Region pointing data:
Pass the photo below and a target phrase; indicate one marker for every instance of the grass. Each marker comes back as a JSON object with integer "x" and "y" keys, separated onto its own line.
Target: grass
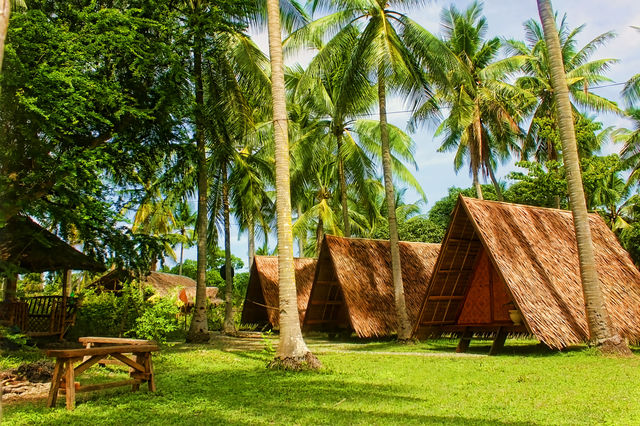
{"x": 363, "y": 383}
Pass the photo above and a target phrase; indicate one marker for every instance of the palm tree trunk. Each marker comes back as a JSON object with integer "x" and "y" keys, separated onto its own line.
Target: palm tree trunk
{"x": 228, "y": 327}
{"x": 319, "y": 235}
{"x": 5, "y": 13}
{"x": 252, "y": 241}
{"x": 343, "y": 188}
{"x": 404, "y": 326}
{"x": 600, "y": 327}
{"x": 292, "y": 350}
{"x": 199, "y": 329}
{"x": 476, "y": 185}
{"x": 301, "y": 239}
{"x": 181, "y": 253}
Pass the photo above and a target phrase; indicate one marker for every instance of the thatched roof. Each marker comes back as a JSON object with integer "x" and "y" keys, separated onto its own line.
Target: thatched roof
{"x": 534, "y": 251}
{"x": 362, "y": 269}
{"x": 262, "y": 300}
{"x": 162, "y": 283}
{"x": 29, "y": 247}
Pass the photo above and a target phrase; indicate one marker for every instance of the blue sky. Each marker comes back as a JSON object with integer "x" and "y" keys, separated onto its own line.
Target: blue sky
{"x": 505, "y": 18}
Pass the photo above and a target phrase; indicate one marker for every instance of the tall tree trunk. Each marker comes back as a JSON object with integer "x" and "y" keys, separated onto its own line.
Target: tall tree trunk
{"x": 495, "y": 182}
{"x": 404, "y": 326}
{"x": 181, "y": 252}
{"x": 199, "y": 329}
{"x": 600, "y": 328}
{"x": 343, "y": 187}
{"x": 476, "y": 184}
{"x": 228, "y": 327}
{"x": 292, "y": 350}
{"x": 302, "y": 239}
{"x": 252, "y": 241}
{"x": 5, "y": 13}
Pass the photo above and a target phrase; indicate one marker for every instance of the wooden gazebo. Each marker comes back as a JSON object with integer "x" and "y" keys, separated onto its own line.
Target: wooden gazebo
{"x": 25, "y": 246}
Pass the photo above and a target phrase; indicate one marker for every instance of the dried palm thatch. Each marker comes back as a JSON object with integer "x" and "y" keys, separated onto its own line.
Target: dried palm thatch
{"x": 353, "y": 288}
{"x": 27, "y": 246}
{"x": 262, "y": 300}
{"x": 163, "y": 285}
{"x": 534, "y": 252}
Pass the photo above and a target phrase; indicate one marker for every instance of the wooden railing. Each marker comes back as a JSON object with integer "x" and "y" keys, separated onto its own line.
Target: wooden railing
{"x": 46, "y": 317}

### WORK REQUEST
Repeat every record precisely. Any picture among them stays out of the copy.

### WORKED SOLUTION
Pass the photo below and a target phrase; indicate one marker for every instance of the grass. Each marker comes back as a JSON object with integer "x" and "y" keys, separated onto its own line.
Target: grass
{"x": 363, "y": 383}
Pass the photo above and a target phrase; indicate one marker for every instance of the palm tree trunk. Each marker comes back as a JSON object with integer "x" and "y" keys, separated onto its own line.
Target: palm tree trunk
{"x": 228, "y": 327}
{"x": 319, "y": 235}
{"x": 5, "y": 13}
{"x": 252, "y": 241}
{"x": 343, "y": 188}
{"x": 404, "y": 326}
{"x": 600, "y": 327}
{"x": 292, "y": 350}
{"x": 199, "y": 329}
{"x": 476, "y": 185}
{"x": 301, "y": 239}
{"x": 181, "y": 253}
Pass the photo above and a target phrase; indicate one marker for every instance of the thatched roof. Each marker comes back as a JSON object with integer "x" and "y" keys, separated onto its own line.
Target: thatched roof
{"x": 534, "y": 251}
{"x": 362, "y": 269}
{"x": 262, "y": 300}
{"x": 162, "y": 283}
{"x": 29, "y": 247}
Pass the photo above and a target phrase; indicate one marker for every instance of the blue sky. Each marker comes back as a JSON object with integer "x" and "y" keys, separated onto its own line.
Target: blue sky
{"x": 505, "y": 18}
Pass the photo above and a target phrase; indicate one marker for every instance of the tall tree trunk. Each marker comes back as a JSON object with integer "x" and "y" keys, separated onto its own line.
Target: tall tree trunk
{"x": 495, "y": 182}
{"x": 404, "y": 326}
{"x": 181, "y": 252}
{"x": 199, "y": 329}
{"x": 600, "y": 328}
{"x": 343, "y": 187}
{"x": 476, "y": 184}
{"x": 228, "y": 327}
{"x": 292, "y": 350}
{"x": 302, "y": 239}
{"x": 252, "y": 241}
{"x": 5, "y": 13}
Pass the photo above and a target phrase; indicate one marker for every instance of the wooden gazebo. Each marker comes back as a JSON object with integer "x" and "y" keys, separated onto its own line.
Target: wooden gazebo
{"x": 25, "y": 246}
Pass the photo above and a target phrase; indicate one marker for every instance of the dried palm thatch. Each marker comes back as a JSON object with integer "x" and "y" keys, separated onto its own line.
Target: dried palm thatch
{"x": 353, "y": 288}
{"x": 27, "y": 246}
{"x": 262, "y": 300}
{"x": 163, "y": 285}
{"x": 534, "y": 252}
Pass the photo above and a target phrase; indicate one marker for every instance of the wooden railing. Each marker comes back as a JSON object with integer "x" and "y" keys, separated onto its own line.
Target: wooden railing
{"x": 46, "y": 317}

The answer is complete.